What the exercise asks> Show each line below that contains the string "shoulder", reproducing every such line in full and without changes.

Extracted entries>
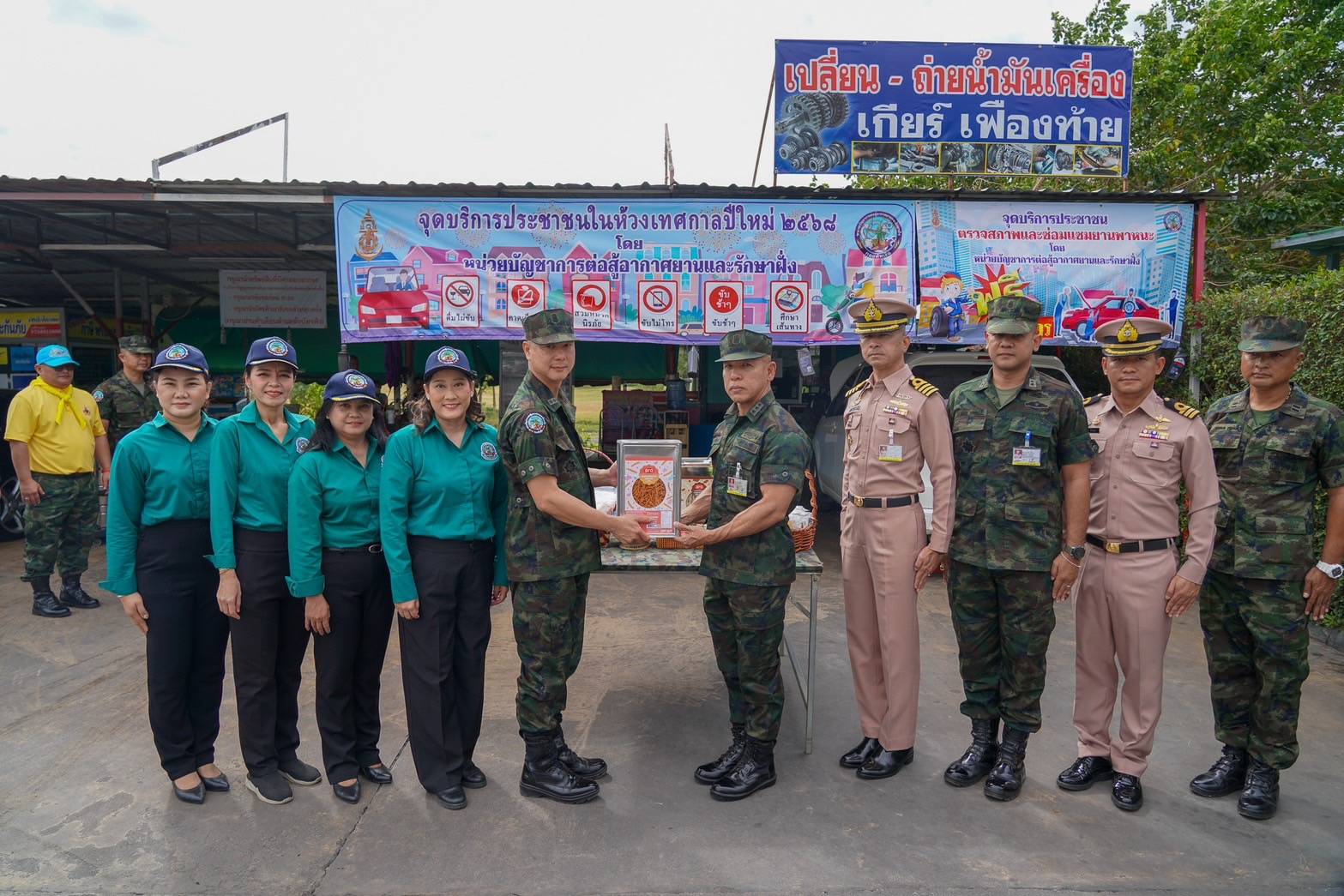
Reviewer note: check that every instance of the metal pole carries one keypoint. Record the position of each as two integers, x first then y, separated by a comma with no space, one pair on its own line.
769,101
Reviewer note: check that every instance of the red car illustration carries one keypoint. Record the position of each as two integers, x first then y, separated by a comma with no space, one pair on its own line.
1101,306
393,298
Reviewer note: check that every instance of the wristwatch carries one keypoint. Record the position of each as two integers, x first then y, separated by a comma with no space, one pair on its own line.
1334,570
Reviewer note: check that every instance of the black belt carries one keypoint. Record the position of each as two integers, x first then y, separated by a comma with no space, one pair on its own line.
1130,547
905,500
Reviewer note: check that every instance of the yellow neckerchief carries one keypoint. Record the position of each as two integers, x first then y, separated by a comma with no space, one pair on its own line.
62,400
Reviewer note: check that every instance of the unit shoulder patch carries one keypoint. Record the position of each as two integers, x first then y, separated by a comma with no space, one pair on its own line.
924,387
1180,407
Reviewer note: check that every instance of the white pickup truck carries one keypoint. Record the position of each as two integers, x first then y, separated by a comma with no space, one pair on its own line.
945,370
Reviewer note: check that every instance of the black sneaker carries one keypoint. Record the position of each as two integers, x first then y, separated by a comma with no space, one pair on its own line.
270,789
298,772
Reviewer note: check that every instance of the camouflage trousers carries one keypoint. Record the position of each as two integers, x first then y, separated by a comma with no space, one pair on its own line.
549,630
61,528
1256,642
1003,620
746,625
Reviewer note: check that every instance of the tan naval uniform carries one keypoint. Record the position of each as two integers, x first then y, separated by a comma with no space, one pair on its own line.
1121,609
893,427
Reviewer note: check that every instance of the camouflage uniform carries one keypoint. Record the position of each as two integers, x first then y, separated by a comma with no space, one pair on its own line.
61,528
1007,533
749,578
549,562
1251,607
124,409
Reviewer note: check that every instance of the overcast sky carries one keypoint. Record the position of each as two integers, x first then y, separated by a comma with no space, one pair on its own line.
504,90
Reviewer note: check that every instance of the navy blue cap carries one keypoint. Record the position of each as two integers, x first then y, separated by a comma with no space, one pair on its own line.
272,348
189,358
347,386
448,359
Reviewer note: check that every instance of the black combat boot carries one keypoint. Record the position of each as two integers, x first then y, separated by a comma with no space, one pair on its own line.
543,775
578,766
1004,782
1225,777
73,595
980,755
1260,797
713,773
754,772
45,602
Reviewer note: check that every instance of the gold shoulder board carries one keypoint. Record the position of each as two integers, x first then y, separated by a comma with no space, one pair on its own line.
924,387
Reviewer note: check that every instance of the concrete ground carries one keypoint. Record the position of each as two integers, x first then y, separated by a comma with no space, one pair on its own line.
85,808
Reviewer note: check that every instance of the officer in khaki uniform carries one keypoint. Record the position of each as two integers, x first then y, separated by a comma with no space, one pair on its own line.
1133,582
1022,452
551,540
894,424
760,459
125,400
1275,445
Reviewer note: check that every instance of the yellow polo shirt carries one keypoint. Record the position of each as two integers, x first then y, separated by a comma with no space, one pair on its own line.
59,449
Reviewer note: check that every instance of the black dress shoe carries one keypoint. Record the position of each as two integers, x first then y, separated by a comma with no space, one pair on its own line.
754,772
1085,773
298,772
1225,777
452,798
46,604
863,753
1126,793
713,773
73,595
377,774
194,796
347,794
1005,781
1260,797
473,777
886,763
980,755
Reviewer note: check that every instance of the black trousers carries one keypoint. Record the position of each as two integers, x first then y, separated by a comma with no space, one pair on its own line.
184,647
350,660
443,656
269,645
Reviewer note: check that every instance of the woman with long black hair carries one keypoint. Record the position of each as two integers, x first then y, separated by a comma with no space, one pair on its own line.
158,545
443,505
336,567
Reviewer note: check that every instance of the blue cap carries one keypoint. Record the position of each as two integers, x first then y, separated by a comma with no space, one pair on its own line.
56,356
448,359
272,348
180,355
347,386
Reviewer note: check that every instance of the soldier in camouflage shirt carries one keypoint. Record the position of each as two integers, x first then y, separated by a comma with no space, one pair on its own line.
1022,450
551,538
1275,445
124,400
760,455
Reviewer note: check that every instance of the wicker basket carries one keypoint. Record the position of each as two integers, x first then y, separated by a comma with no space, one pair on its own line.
804,539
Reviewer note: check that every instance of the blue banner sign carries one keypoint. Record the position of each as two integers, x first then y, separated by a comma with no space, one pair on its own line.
884,108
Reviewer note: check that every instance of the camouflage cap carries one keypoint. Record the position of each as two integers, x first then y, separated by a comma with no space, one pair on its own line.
137,344
1012,315
744,346
550,327
1268,334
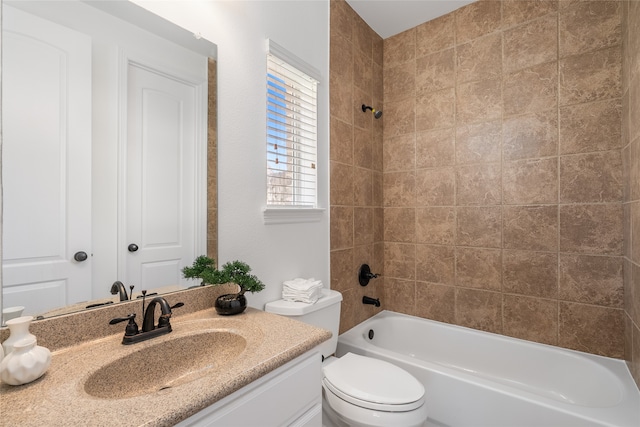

Solution for this problem>
Reviewer note: check that every instance of the unit shoulder patch carries one keypoint. Record the position of each as two integers, x first then y, separated by a comma with no space, one pair on its own line.
Reviewer note: check that every instance of the gold shoulder board carries one keypoint. Record the position of each as two integers, x first then y, separated by a comma with no space, one pair on its own line.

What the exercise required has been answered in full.